Rows:
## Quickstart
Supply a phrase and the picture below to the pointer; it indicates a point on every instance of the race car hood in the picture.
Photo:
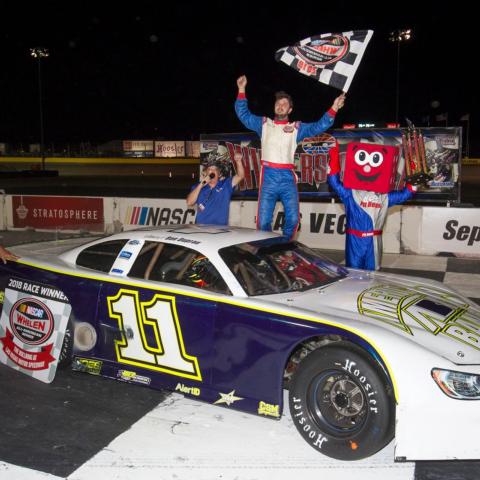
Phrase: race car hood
(426, 311)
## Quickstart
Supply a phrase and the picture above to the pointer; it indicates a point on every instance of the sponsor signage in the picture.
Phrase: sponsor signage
(141, 212)
(192, 149)
(69, 213)
(166, 149)
(32, 326)
(138, 145)
(442, 157)
(455, 230)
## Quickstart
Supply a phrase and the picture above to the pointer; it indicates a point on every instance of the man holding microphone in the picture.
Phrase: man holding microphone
(213, 193)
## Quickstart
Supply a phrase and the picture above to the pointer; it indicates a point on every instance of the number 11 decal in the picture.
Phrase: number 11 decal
(162, 349)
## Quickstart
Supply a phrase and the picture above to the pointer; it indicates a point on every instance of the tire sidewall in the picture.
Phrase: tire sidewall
(377, 427)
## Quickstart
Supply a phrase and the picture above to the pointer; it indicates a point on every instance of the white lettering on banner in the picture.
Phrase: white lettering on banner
(455, 230)
(65, 214)
(463, 233)
(169, 149)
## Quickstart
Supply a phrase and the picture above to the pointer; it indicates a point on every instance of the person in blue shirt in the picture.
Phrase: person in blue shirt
(213, 193)
(6, 255)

Task prompt: Repeat each record exactly as shown above, dropping all images.

The answer:
## Quickstart
Supply a phrase and the picture below to the pointer; it indicates a point on every instance of the race car hood in the picture.
Photo:
Phrase: race car hood
(426, 311)
## Quickstart
Supply a phrase and the picture above to the pointer; it indicates a point on every instance of the sponsor signage in the picture.
Phrase: sponsor signage
(141, 212)
(192, 149)
(69, 213)
(166, 149)
(32, 326)
(138, 145)
(442, 157)
(455, 230)
## Quickstart
Supply a phrase and the picture above to the pointer; it indicates a point on every instance of the man holding microphone in the picture.
Phrase: man holding microphone
(213, 193)
## Quickstart
Supply a phrase and the picture above to the pointer; it indicates a point on every instance of the number 11 decal in the picture.
Phrase: number 11 decal
(162, 349)
## Quickstart
Supply a phrase and the picture above to the pointer; it indicates a point on every instance of the tire sidewall in the picture.
Phrase: tire sidewall
(377, 427)
## Quickstart
Supply a phrase and the picture above to the pointer; it indicates a point on every instance of the white lettering on banner in the picture.
Phrase: white lettering on banner
(455, 230)
(65, 214)
(463, 233)
(169, 149)
## Quickstart
Supply a phrase and the picture above to the pointer; it indicates a point on every instance of the person in blue shirt in the picture.
Phrase: person in blue shirt
(213, 193)
(6, 255)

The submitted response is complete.